=== Data to process ===

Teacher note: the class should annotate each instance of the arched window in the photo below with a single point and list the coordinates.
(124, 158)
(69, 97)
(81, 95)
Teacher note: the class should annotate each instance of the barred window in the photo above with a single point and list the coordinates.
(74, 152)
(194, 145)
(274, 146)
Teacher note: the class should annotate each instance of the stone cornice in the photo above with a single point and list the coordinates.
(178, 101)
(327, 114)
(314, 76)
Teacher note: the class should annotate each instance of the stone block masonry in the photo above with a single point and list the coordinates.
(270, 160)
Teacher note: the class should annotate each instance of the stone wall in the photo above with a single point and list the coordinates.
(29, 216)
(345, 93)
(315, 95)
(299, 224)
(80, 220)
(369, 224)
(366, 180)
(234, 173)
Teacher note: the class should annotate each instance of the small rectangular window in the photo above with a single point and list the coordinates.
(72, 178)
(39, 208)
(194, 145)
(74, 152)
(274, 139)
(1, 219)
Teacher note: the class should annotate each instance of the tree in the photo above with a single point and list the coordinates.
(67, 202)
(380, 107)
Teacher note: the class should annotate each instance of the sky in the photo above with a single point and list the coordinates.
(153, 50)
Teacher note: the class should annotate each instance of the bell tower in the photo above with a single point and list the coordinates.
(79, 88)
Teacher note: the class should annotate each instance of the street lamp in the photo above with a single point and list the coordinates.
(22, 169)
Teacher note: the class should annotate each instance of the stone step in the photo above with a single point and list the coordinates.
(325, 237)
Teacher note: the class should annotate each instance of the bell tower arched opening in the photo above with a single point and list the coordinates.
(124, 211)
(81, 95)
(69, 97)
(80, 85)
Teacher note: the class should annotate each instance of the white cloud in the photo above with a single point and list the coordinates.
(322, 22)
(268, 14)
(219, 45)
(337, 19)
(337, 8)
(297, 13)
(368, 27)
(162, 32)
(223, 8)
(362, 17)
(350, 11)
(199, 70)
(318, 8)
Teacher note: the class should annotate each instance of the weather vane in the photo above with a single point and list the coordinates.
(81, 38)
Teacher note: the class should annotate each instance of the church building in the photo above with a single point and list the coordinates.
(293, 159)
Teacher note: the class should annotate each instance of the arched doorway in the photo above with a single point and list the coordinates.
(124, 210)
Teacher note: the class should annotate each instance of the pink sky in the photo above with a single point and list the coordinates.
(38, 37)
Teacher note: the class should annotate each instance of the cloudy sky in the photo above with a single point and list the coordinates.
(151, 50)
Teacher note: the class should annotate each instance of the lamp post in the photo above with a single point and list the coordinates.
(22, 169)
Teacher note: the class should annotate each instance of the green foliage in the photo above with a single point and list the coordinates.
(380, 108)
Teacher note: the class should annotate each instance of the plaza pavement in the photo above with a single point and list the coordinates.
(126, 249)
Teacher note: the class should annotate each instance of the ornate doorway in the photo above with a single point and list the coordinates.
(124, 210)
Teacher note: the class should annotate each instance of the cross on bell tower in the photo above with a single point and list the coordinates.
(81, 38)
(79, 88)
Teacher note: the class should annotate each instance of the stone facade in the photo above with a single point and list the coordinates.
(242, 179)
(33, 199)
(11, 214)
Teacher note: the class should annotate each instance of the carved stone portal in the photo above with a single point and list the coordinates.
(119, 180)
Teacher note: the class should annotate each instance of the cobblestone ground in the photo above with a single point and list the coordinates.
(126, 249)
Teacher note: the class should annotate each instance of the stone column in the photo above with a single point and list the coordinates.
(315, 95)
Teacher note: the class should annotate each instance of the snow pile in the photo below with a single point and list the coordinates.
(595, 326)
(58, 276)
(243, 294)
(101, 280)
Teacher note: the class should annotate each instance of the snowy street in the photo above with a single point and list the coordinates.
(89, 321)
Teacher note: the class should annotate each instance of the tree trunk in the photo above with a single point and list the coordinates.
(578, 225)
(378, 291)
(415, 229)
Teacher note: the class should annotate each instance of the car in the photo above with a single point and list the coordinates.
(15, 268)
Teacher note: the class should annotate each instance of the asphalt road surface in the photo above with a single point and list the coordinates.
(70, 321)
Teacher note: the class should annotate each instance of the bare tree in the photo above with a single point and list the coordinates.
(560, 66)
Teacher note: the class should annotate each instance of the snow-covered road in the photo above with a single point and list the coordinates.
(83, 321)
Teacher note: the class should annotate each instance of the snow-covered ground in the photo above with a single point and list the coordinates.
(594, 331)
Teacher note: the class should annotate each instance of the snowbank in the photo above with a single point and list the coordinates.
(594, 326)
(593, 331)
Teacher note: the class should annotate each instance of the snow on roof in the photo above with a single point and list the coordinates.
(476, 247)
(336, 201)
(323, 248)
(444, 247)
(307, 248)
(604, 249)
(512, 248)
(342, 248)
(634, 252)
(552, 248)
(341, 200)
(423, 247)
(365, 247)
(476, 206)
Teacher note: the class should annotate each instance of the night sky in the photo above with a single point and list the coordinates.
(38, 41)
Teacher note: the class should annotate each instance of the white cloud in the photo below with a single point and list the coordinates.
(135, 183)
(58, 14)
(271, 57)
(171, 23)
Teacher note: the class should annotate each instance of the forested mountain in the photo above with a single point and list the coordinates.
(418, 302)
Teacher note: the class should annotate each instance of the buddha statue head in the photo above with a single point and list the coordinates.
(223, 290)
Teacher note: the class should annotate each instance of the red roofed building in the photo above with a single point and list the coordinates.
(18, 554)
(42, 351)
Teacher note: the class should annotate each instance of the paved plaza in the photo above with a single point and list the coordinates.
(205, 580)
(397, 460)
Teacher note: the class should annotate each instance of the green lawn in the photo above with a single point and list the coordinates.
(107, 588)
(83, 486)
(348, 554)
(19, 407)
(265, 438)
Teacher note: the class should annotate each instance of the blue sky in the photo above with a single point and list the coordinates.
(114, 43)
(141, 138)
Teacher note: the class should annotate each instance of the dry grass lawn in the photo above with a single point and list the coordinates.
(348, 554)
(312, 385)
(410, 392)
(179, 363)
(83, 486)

===

▶ _The problem_: Rewrite the material above from the line containing "the green lawn" through its end, keeping every request line, and increase each number in the coordinates by 98.

▶ _Written solution_:
Teacher note: the class should annotate each instance of the green lawn in the photo above with a single point and list the coordinates.
(205, 686)
(181, 584)
(446, 652)
(117, 505)
(363, 536)
Teacher note: the class should annotate each instance of the blue sky in the photo above with a single point and list the coordinates.
(212, 141)
(239, 236)
Teacher note: the class should annotate each instance of the dry grass lawn in the photo above with a single point and list the coordinates.
(446, 652)
(410, 483)
(508, 490)
(277, 461)
(181, 584)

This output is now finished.